* Cosa fare:
1/ Trascrivi alla lettera il brano su Palermo e il Guggenheim, cominciando da "La Sicilia e Palermo" e andando avanti fino a "dopo cinque anni!!".
2/ Rispondi a queste domande basandoti sul brano su Palermo e il Guggenheim:
(a) Quali regioni, secondo il brano, hanno destinato di recente cospicui fondi alla promozione dell'arte?
(b) Quanti ingressi hanno registrato i musei e monumenti palermitani, nel confronto con il Guggenheim?
(c) Dopo quanti anni, secondo l'ultima frase, il "giocattolo" verrebbe ridotto in pezzi?
3/ Continua il brano su Palermo e il Guggenheim a partire dal punto in cui si ferma.

* Estratto del documento:
E anche se l’attuale situazione di Palermo ricorda quella della vecchia città spagnola viene da chiedersi se il confronto, e la necessità di fare incassi con la cultura, non sia più equo stando nei paraggi della Sicilia e guardando proprio a quelle regioni, come Puglia e Calabria, che in tempi recenti hanno destinato cospicui fondi alla promozione dell’arte, contemporanea e non, mentre i colleghi oltre lo Stretto tagliavano. E litigavano.
Non per essere reazionari o smorzare rosee prospettive, ma la soluzione di un mega-museo sembra abbastanza improbabile. Così come sono quasi inconcepibili i confronti: dopo il 2010 si è calcolato che l’impatto totale sull’economia regionale dei Paesi Baschi per merito del Guggenheim sia stato di oltre 800 milioni di euro con un totale di un milioni di ingressi all’anno contro i 261mila registrati dai musei e monumenti palermitani. Detta così c’è da mettersi le mani nei capelli, ma è necessario anche guardare alla politica autonoma della comunità basca, ben più coesa, contro lo statuto speciale dell’isola. Eppure, come rimarca Elisa Bonacini nel suo articolo, sulle risicate cifre della cultura siciliana «pesano enormemente le gratuità –ovvero che- se si fosse deciso di far pagare l’obolo di un euro nelle casse del nostro assessorato sarebbero entrati quasi due milioni di euro in più». Insomma, che sia il caso di cercare una soluzione è chiaro a tutti, ma che la soluzione sia di punto in bianco l’apertura di un improbabile museo “star” forse va un po’ rivista. Proprio in relazione al territorio.
La Sicilia e Palermo in particolare – non hanno bisogno di cattedrali o astronavi calate dall’alto, di ponti sullo stretto. Se ha bisogno di un milione di turisti in più, ha tutte le risorse naturali e storiche (ma non le infrastrutture) per attirarli. La storia del Museo Riso o dei Cantieri Culturali alla Zisa non ci dicono niente? E i quasi 20 necessari per riaprire il Teatro Massimo? La classe politica siciliana è medioevale, una macchina specializzata nel drenare e spartire denaro da qualsiasi ente pubblico, dal Comune alla Comunità Europea. Ed è tristemente lo specchio di un pubblico anche quello più colto e benestante, che non è mai stato disposto a pagare un biglietto d’ingresso per una mostra o un concerto. Il Guggenheim? Sarebbero capaci di ridurre il giocattolo in pezzi dopo cinque anni!!

* Dati:
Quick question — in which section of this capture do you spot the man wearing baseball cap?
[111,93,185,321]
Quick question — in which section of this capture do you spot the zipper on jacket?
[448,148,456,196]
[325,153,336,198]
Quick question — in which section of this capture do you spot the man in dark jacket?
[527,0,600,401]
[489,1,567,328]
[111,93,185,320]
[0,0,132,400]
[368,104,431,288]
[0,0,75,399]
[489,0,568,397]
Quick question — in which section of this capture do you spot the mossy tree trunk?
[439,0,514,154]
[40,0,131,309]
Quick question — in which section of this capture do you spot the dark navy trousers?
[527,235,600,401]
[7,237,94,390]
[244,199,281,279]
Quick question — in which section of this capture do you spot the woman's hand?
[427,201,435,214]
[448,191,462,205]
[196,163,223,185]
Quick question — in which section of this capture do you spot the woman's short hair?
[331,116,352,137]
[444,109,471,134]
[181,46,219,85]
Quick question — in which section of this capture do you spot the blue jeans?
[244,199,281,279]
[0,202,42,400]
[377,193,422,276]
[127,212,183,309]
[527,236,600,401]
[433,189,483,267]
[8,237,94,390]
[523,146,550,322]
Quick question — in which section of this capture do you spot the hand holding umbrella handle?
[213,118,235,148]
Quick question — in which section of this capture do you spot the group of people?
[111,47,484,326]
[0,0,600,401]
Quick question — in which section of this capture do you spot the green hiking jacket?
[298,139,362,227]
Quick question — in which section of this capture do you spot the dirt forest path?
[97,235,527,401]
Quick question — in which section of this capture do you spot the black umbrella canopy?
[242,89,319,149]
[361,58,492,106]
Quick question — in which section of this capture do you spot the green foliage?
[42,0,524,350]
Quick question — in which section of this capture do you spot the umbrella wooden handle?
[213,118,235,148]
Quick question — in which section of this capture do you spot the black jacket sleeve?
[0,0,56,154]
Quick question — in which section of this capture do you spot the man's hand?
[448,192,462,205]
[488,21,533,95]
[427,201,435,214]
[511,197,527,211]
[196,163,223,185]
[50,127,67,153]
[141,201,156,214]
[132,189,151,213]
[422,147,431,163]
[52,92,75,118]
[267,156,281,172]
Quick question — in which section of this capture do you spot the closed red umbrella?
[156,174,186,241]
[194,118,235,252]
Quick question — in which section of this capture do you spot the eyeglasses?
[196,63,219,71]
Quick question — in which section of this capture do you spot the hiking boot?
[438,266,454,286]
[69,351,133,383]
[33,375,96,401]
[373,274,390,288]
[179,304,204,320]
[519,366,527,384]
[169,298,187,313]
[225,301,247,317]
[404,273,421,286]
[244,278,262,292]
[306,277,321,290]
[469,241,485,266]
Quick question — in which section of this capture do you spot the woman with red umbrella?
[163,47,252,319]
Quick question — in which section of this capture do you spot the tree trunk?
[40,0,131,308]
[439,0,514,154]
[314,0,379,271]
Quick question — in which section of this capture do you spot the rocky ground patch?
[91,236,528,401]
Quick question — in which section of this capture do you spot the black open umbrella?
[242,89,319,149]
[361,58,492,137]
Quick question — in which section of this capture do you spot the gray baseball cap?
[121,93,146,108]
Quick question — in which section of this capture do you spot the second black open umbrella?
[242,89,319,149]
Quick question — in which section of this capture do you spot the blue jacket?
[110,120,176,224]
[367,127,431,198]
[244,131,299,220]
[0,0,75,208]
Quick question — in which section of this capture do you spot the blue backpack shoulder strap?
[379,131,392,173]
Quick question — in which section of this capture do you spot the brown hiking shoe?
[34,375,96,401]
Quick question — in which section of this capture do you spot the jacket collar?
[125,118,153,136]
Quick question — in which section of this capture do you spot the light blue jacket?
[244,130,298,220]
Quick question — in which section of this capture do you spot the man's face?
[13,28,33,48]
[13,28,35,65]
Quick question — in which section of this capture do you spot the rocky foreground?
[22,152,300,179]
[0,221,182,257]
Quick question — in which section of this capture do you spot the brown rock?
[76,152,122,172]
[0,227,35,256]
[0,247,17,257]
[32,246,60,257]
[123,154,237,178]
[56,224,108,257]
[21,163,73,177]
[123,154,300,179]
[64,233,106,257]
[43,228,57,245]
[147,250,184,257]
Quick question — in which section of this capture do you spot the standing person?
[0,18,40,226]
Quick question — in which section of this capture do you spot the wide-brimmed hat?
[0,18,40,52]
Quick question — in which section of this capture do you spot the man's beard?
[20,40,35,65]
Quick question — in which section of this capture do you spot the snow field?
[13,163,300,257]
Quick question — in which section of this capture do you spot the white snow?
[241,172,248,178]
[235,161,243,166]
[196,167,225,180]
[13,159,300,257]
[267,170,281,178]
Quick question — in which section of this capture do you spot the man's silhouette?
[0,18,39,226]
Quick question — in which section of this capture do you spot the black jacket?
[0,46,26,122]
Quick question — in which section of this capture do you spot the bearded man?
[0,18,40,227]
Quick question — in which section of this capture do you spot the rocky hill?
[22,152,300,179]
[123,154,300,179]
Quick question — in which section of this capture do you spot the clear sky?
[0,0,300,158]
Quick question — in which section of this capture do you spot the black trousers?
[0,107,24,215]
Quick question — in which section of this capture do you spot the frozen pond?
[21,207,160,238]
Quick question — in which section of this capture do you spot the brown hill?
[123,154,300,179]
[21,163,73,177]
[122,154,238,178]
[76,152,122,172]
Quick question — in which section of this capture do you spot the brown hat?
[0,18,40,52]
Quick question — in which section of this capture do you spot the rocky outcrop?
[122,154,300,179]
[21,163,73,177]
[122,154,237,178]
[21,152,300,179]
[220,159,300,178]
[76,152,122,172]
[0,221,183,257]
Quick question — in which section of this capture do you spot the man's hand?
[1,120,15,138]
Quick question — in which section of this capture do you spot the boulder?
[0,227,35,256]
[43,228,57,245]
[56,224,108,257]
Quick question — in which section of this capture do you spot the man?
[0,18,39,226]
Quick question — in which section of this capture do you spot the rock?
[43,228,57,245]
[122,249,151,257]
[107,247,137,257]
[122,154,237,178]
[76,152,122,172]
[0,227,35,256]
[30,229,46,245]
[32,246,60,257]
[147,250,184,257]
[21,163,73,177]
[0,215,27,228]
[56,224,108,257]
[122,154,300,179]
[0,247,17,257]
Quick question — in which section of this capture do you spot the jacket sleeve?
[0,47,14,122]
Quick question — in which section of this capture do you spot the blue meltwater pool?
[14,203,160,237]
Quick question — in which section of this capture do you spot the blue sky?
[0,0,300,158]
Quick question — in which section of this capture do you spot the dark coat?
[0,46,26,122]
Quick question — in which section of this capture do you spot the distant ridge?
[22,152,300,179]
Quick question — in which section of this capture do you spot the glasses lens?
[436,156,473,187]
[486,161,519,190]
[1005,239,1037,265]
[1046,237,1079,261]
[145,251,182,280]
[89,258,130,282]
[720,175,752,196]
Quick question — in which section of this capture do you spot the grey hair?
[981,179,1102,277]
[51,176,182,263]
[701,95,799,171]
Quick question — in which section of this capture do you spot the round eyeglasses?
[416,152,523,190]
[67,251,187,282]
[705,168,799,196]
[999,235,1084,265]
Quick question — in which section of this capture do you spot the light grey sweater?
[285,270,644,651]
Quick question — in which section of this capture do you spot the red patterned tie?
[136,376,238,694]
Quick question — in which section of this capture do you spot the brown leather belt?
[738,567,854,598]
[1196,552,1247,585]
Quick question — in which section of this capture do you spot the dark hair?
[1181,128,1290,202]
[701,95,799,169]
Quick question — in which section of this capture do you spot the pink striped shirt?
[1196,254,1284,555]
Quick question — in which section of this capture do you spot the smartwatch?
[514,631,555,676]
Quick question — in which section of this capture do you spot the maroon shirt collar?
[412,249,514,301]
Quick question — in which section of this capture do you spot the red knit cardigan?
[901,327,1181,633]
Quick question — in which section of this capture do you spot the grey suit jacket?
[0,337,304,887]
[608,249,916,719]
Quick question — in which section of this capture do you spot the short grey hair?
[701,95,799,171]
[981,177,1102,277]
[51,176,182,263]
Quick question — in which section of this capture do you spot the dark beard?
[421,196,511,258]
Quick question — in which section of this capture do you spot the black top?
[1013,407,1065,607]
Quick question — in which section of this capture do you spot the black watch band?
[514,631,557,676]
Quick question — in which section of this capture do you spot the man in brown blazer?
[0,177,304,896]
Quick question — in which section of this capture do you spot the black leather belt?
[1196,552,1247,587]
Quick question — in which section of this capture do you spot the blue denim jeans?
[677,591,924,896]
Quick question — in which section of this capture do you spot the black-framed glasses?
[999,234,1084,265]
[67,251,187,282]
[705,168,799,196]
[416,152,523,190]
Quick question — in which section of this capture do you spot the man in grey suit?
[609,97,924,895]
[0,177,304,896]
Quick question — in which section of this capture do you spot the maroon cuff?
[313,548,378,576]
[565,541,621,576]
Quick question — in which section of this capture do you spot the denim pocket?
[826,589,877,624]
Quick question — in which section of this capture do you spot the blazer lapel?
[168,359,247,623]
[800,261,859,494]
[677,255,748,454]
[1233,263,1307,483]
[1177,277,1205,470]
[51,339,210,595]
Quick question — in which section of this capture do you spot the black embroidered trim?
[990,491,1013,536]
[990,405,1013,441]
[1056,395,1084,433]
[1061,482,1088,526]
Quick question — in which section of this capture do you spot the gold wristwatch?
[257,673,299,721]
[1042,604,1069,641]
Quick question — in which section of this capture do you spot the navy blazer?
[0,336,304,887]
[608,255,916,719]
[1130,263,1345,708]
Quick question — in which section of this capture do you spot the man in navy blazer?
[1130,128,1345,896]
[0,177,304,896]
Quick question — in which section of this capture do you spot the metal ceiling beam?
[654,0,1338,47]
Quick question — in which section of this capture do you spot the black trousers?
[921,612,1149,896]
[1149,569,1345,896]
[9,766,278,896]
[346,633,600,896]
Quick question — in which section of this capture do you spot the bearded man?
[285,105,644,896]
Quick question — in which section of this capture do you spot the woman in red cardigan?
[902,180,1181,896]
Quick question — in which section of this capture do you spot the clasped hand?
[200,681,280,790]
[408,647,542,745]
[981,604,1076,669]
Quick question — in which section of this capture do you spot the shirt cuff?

* Risposte ai compiti:
1/
La Sicilia e Palermo in particolare – non hanno bisogno di cattedrali o astronavi calate dall’alto, di ponti sullo stretto. Se ha bisogno di un milione di turisti in più, ha tutte le risorse naturali e storiche (ma non le infrastrutture) per attirarli. La storia del Museo Riso o dei Cantieri Culturali alla Zisa non ci dicono niente? E i quasi 20 necessari per riaprire il Teatro Massimo? La classe politica siciliana è medioevale, una macchina specializzata nel drenare e spartire denaro da qualsiasi ente pubblico, dal Comune alla Comunità Europea. Ed è tristemente lo specchio di un pubblico anche quello più colto e benestante, che non è mai stato disposto a pagare un biglietto d’ingresso per una mostra o un concerto. Il Guggenheim? Sarebbero capaci di ridurre il giocattolo in pezzi dopo cinque anni!!

2/
(a) Puglia e Calabria.
(b) 261mila.
(c) Dopo cinque anni.

3/
PS: Lo so, la mia è l’amarezza di un siciliano che ha fatto le valigie 20 anni fa. Ma lucida.
L’articolo La Sicilia non copia il modello museale di Bilbao di Elisa Bonacini pubblicato dal Quotidiano di Sicilia il 16 febbraio è mal documentato e pretestuoso. Come si può paragaonare una città come Bilbao, con il suo passato di industrie pesanti, a Palermo. E perché Palermo dovrebbe aver bisogno di copiare Bilbao?
L’articolo è zeppo di luoghi comuni sui Paesi Baschi e sul capoluogo di Biscaglia che, tra parentesi, non è mai stato l’epicentro del terrorismo dell’Eta.
Sapete quanti milioni di euro di tasse si incassano nei Paesi Baschi? Sapete qual è il fatturato delle loro aziende?(banche, compagnie di assicurazioni, società di servizi, cooperative presenti in tutto il mondo). Sapete che nei Peasi Baschi c’è il reddito pro capite tra i più alti d’Europa?
Per dirla in poche parole, il Guggenheim è stato il regalo che i bilbaini si sono fatti, la ciliegina sulla torta di un piano di rinnovamento, rigenerazione, riqualificazione e rilancio della città. Il riferimento alla tossicodipendenza poi… E’ stato un grave problema alla fine degli anni 70 e negli anni 80. Ma perché, nel resto d’Europa e in Sicilia come stavano le cose?
Parole a vanvera che illudono i siciliani e diffamano i baschi.
Salve, come già commentato sul sito del QdS rispondendo alla sig.ra De Angelis, non si voleva diffamare i Baschi parlando del Guggenheim di Bilbao, anzi.
Si è presentato il caso di Bilbao come esempio d’investimento e pianificazione culturale a lunga durata. Gli abitanti di Bilbao e la provincia basca si sono fatti un regalo che, insieme alla riqualificazione infrastrutturale urbana, ha impattato sulla vivibilità della città e sull’economia locale e nazionale. Questo museo è considerato un modello negli studi di Economia della Cultura (al pari del restyling di Torino per i XX Giochi Olimpici Invernali, che ha cambiato profondamente il grado di attrattività culturale della città) e come tale era stato presentato nell’articolo in questione (fra l’altro appositamente confezionato dalla redazione con lo scopo di suscitare qualche polemica). I dati del suo impatto non sono inventati dal nulla ma ricavati dallo studio commissionato alla KEA European Affairs dalla UE (Dir. Gen. per l’Educazione e la Cultura) e pubblicato nel 2006 e dalle comunicazioni rilasciate dallo stesso Direttore del Museo.
Il senso dell’articolo, che non sembra sia stato colto, stava nell’indicare la necessità e l’urgenza di una vera pianificazione culturale a lunga durata(di cui certamente i nostri decisori politici non sono capaci) e dispiace che sia stato frainteso.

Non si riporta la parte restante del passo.